_WHAT THIS TASK INVOLVES_: Please output the full listing, character for character.

_EXCERPTED DATA_:
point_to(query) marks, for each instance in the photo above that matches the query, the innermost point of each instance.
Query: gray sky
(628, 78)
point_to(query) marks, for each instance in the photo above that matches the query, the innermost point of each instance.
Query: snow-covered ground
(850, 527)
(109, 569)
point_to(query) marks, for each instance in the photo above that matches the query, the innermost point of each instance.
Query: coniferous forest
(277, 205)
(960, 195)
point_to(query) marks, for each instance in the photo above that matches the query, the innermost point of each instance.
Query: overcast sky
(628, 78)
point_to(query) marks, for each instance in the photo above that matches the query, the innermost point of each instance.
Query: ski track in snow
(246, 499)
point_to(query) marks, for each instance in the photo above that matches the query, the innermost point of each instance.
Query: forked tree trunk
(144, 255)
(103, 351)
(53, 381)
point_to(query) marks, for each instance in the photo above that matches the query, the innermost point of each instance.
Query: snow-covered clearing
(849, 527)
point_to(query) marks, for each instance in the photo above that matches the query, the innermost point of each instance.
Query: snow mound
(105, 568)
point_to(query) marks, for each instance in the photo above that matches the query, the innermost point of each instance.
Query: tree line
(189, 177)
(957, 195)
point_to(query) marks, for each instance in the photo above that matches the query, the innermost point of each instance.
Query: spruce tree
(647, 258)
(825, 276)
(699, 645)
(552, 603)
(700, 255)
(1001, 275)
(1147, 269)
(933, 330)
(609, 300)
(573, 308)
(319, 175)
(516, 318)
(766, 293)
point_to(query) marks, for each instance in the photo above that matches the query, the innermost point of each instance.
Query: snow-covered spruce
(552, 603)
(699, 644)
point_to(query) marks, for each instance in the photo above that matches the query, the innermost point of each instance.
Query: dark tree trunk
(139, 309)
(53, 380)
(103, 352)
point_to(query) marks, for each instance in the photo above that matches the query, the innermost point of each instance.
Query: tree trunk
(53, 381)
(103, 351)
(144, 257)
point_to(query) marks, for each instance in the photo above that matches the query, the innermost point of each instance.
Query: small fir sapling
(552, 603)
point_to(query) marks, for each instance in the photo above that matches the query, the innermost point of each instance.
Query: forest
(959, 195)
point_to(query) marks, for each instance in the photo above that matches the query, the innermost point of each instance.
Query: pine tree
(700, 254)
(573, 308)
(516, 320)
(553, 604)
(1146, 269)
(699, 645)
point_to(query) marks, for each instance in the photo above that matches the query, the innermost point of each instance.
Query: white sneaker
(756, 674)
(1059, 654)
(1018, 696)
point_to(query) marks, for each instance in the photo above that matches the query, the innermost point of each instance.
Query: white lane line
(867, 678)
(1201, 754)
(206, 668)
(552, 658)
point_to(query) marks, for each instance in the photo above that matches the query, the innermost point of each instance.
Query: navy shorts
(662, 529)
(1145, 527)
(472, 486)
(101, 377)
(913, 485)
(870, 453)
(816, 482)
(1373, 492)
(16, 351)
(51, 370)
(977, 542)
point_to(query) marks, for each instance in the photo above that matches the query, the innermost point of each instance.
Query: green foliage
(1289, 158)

_FINISHED EXERCISE_:
point_to(query) marks, for each instance in the photo above that matches the query, the innermost point of each instance.
Query: gray sky
(628, 78)
point_to(query) marks, for each instance in the photo above that matches the query, the innermost point of each instance.
Query: snow-covered ground
(850, 527)
(109, 569)
point_to(query) marks, for each instance in the photo above that matches the query, the innermost point of each instance.
Query: coniferous forest
(277, 205)
(960, 195)
point_to(query) marks, for each instance in the photo above that matches the query, the innermost point of each instance.
Query: overcast sky
(628, 78)
point_to(query) marks, for each instance in the photo above that matches the query, the innermost point of each instance.
Query: ski track in snow
(246, 499)
point_to(query) marks, for each instance in the photo above that matches the query, the innermost point of each instance.
Query: forked tree trunk
(144, 255)
(103, 351)
(53, 381)
point_to(query) marks, for each instance in the photo above that matches the query, the innermost point of each instance.
Query: snow-covered clearing
(849, 527)
point_to(query) marks, for each instance in the photo above that matches the query, the innermost point of each instance.
Query: snow mound
(105, 568)
point_to(query) marks, for each instance in the photo above that matches the query, the innermost point of each instance.
Query: tree line
(189, 177)
(957, 195)
point_to(query) marks, for each instance in the photo above that matches the query, the innermost point of each instance.
Query: spruce tree
(647, 258)
(825, 276)
(699, 645)
(552, 603)
(700, 255)
(1001, 275)
(1147, 269)
(933, 330)
(609, 300)
(573, 308)
(319, 175)
(516, 318)
(766, 293)
point_to(query) marks, for each instance in the photo above that matches the query, the innermost point of each instance.
Query: snow-covered spruce
(552, 603)
(699, 644)
point_to(query) marks, for each instance in the photo above that matches the query, the innermost point of each instance.
Query: dark tree trunk
(139, 309)
(53, 380)
(103, 352)
point_to(query) marks, for each instance in the photo above that matches the query, the innermost point of each instance.
Query: tree trunk
(53, 381)
(103, 351)
(144, 257)
point_to(query) marks, for each instance in the photo above that matches the query, the innermost point of each instance.
Query: small fir sapling
(552, 603)
point_to(query) marks, for each instance in the photo above that matches the query, the innermost point of each instance.
Query: forest
(959, 195)
point_to(query) marks, for each instance in the photo above that matches the query, the innermost point of each instance.
Query: pine tree
(700, 254)
(573, 308)
(516, 320)
(553, 604)
(1146, 269)
(699, 645)
point_to(query) marks, for each instance in the photo above that matches the query, the innermost point of each instance.
Query: white sneaker
(756, 674)
(1059, 654)
(1018, 696)
point_to(query) marks, for each instance in the photo above that matches the query, the innermost point of each instance.
Query: white lane line
(867, 678)
(1201, 754)
(206, 668)
(552, 658)
point_to(query) marks, for each instance in the photo above that matches the query, the innermost point of each instance.
Query: navy shorts
(662, 529)
(1145, 527)
(472, 486)
(101, 377)
(913, 485)
(870, 453)
(816, 482)
(1373, 492)
(16, 351)
(51, 370)
(977, 542)
point_to(query) marks, for each instance in the photo above that matches the query, the innermost point of each instance.
Query: green foliage
(1289, 158)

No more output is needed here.